Kubernetes

Walk-through of the Skyscrapers’ Kubernetes cluster

Here you’ll find user-level documentation of our Kubernetes reference solution. You’ll learn how to access the cluster, how to deploy applications and services and how to monitor them. You’ll also find some tips & tricks on how to get the most from your Kubernetes cluster.

The best place to start is this walk-through. After that you can read more in-depth documentation on specific topics in their respective files in this folder.

If you are new to Kubernetes, check the getting started page for more information.

Requirements

Optionally you can install some other tools to make your life easier. These are documented in the tools page.

Authentication

To gain access to an EKS cluster you need to authenticate via AWS IAM and configure your kubeconfig accordingly. To do this you’ll need a recent version of awscli (>= 2.13.0). If you don’t have the AWS CLI yet, you can install it by following the AWS instructions or via Homebrew/Linuxbrew:

brew install awscli

You’ll first need to authenticate to the AWS account where the EKS cluster is deployed (or your Admin account if you use delegation). Depending on how you configured your awscli config, --region and --profile are optional.

■ Extracted records ■
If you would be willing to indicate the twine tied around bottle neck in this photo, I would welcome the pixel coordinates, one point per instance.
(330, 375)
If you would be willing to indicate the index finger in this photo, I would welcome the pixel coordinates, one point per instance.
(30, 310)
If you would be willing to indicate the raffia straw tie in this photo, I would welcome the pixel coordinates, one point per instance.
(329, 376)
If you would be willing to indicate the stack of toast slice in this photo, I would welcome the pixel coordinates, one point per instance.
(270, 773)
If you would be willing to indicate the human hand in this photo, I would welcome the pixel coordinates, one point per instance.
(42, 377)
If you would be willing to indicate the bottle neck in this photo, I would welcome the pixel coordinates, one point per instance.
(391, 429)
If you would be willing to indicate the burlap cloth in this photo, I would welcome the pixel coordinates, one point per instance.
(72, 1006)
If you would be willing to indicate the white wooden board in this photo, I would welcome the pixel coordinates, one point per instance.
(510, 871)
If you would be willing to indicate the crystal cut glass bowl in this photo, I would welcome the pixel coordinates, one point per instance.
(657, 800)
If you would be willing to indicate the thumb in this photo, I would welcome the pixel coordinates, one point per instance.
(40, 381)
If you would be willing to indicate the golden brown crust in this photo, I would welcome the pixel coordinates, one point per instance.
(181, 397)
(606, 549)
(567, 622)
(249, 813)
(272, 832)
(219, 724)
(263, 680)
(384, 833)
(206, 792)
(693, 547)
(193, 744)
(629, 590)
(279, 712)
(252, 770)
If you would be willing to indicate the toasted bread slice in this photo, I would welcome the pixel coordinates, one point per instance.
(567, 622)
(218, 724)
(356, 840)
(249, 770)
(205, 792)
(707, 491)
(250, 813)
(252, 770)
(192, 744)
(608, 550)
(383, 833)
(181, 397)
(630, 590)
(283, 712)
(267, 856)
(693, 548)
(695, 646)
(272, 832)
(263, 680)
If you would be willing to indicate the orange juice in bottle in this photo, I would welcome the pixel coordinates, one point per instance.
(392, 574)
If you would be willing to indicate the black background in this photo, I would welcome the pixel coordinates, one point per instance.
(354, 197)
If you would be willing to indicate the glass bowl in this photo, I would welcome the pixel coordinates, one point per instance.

■ Problem A ■
What minimum awscli version does the Kubernetes walk-through require?
■ Problem B ■
Resume the Kubernetes walk-through after its final sentence.
The rows were taken from a source unrelated to the Kubernetes walk-through.

■ Written answer A ■
Version 2.13.0 or later.

■ Written answer B ■
Make sure to replace <my_assumed_role_arn> with a correct role depending on your access level. Which roles you can assume are documented in your customer-specific documentation.

aws eks update-kubeconfig --name <cluster_name> --alias <my_alias> [--role-arn <my_assumed_role_arn>] [--region <aws_region>] [--profile <my_aws_profile>]

# For example:
aws eks update-kubeconfig --name production-eks-example-com --alias production --role-arn arn:aws:iam::123456789012:role/developer

Deploying on Kubernetes with the Helm Package Manager

After a roll out of a Kubernetes cluster, it could be tempting to start executing numerous kubectl create or kubectl apply commands to get stuff deployed on the cluster.

Running such commands is a good idea to learn how deployments are done on Kubernetes, but it is not the appropriate tool to construct fully self contained application deployments. The Kubernetes community came up with a separate tool for that:

The Helm Package Manager

With Helm, you create self contained packages for a specific piece of a deployment, e.g. a web stack. Such packages are called Charts in Helm terminology.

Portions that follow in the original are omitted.